### Stated goal
Quote, word for word, every line starting at the line that contains "of the battlement" and ending with the last line of the records; include both of these lines and no others.

----

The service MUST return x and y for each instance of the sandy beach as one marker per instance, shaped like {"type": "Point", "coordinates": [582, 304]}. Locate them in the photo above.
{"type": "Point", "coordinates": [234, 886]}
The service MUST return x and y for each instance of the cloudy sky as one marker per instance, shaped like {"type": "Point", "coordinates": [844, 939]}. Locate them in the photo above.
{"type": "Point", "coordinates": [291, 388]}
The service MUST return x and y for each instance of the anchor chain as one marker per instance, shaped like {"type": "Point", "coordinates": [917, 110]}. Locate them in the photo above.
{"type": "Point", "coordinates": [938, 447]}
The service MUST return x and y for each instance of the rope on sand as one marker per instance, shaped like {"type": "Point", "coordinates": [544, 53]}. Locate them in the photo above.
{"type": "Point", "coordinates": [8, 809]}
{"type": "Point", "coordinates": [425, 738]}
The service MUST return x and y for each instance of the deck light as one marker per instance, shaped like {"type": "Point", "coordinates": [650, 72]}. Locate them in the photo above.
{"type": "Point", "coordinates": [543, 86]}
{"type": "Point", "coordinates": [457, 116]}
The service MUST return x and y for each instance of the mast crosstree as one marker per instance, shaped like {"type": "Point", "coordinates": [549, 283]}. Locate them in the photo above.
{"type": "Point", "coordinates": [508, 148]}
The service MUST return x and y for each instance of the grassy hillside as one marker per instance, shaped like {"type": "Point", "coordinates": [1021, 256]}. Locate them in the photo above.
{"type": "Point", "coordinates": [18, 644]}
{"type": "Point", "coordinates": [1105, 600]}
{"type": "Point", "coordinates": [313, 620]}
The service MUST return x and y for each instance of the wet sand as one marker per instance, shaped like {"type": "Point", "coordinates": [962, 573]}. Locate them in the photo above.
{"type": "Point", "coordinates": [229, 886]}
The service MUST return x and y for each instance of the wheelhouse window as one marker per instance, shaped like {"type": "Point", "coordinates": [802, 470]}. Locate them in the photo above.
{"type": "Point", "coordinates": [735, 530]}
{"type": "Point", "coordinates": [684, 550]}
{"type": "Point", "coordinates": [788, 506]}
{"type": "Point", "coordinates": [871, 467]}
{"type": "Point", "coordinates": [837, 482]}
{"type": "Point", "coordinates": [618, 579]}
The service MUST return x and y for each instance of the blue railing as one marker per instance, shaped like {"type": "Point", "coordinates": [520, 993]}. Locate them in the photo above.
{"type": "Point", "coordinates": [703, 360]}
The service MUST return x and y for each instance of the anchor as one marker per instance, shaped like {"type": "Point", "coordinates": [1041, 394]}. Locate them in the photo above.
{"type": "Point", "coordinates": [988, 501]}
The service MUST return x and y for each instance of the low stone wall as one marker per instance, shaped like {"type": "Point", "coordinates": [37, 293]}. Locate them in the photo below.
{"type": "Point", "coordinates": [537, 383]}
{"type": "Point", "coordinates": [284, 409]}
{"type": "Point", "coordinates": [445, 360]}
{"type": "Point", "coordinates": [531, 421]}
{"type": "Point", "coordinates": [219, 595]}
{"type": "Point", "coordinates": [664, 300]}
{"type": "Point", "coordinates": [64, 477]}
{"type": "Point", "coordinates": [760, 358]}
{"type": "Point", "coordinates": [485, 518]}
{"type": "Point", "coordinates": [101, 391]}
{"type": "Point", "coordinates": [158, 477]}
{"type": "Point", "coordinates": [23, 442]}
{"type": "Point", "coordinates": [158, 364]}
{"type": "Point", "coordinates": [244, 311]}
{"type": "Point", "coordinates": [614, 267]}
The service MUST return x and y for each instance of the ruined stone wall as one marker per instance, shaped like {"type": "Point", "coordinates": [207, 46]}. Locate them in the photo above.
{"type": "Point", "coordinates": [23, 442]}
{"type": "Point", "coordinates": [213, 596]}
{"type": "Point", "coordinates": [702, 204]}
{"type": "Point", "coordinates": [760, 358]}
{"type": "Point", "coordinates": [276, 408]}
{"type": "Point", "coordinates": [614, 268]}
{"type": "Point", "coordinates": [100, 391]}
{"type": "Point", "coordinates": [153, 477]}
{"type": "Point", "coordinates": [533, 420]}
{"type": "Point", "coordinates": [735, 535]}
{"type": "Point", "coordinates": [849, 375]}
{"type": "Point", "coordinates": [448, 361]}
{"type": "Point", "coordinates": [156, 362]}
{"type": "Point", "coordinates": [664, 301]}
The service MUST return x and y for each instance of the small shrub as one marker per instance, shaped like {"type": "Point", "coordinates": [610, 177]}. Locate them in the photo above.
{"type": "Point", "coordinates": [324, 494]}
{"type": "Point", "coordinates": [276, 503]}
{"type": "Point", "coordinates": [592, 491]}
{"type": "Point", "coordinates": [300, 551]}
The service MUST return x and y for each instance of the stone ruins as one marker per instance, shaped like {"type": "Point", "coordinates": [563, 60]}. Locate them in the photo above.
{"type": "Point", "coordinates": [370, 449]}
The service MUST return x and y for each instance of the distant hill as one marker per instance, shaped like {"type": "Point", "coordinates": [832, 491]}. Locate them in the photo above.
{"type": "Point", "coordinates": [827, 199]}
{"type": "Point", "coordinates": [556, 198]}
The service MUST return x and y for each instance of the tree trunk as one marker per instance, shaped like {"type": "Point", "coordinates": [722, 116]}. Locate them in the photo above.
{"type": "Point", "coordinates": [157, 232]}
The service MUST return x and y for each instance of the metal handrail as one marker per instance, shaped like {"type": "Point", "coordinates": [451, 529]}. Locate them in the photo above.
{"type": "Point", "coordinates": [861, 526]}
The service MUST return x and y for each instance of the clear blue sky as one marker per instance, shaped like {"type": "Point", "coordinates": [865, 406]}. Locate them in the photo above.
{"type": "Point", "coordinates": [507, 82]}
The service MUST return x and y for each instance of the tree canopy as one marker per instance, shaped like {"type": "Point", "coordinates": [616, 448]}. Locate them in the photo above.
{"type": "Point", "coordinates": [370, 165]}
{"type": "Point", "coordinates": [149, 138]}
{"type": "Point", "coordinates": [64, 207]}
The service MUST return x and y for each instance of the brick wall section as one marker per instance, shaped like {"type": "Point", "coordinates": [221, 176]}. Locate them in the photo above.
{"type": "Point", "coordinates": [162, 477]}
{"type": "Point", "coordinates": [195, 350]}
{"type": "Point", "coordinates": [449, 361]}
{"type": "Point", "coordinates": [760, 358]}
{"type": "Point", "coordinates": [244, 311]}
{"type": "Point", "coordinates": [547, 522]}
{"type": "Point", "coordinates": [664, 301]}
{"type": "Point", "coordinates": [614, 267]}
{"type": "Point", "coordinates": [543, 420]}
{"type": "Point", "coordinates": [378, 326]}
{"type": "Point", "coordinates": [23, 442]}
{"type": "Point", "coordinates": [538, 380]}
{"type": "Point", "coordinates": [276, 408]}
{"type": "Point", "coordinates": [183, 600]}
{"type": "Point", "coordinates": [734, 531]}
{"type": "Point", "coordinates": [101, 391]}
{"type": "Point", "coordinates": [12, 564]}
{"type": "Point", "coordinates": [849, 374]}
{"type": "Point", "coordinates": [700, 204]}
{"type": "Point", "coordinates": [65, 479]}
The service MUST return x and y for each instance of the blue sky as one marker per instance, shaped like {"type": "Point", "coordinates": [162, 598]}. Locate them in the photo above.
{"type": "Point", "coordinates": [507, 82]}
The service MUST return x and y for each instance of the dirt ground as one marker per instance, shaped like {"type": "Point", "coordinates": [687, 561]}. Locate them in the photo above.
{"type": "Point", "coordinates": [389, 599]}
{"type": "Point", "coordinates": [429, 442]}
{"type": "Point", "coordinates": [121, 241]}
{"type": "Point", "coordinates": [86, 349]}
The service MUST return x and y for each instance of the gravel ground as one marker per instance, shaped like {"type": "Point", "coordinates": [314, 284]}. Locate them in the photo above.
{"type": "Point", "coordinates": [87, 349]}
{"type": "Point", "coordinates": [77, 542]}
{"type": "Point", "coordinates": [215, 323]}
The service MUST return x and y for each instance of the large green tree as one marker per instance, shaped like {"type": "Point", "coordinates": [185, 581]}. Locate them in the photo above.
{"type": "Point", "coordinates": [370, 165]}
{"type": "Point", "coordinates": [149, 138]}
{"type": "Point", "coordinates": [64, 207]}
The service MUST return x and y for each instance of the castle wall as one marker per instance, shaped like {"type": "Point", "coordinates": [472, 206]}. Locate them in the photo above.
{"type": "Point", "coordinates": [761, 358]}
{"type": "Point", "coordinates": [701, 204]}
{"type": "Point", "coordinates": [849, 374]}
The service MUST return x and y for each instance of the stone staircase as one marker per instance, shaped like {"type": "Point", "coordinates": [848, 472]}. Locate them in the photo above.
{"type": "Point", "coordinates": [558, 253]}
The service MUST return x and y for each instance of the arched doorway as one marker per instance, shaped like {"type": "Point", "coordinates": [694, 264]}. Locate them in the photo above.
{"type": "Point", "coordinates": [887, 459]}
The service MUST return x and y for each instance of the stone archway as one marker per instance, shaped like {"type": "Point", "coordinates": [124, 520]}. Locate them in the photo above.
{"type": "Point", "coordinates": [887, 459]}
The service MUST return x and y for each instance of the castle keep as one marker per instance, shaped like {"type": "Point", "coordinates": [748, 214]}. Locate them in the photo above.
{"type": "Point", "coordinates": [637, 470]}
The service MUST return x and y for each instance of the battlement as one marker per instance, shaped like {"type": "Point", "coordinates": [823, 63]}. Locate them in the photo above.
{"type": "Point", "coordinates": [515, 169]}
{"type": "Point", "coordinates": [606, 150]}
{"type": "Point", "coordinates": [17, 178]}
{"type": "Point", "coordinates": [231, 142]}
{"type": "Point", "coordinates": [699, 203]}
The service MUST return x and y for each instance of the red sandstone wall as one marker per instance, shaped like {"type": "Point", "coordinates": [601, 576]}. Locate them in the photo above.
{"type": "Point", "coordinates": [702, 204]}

----

### Task result
The service MUST return x and y for each instance of the battlement as one marker per instance, shaped like {"type": "Point", "coordinates": [823, 63]}. Locate them in the photo above.
{"type": "Point", "coordinates": [515, 169]}
{"type": "Point", "coordinates": [606, 150]}
{"type": "Point", "coordinates": [17, 178]}
{"type": "Point", "coordinates": [231, 142]}
{"type": "Point", "coordinates": [699, 203]}
The service MUST return x and y for each instance of the red sandstone wall as one marker per instance, shaped like {"type": "Point", "coordinates": [601, 576]}. Locate them in the photo above.
{"type": "Point", "coordinates": [702, 204]}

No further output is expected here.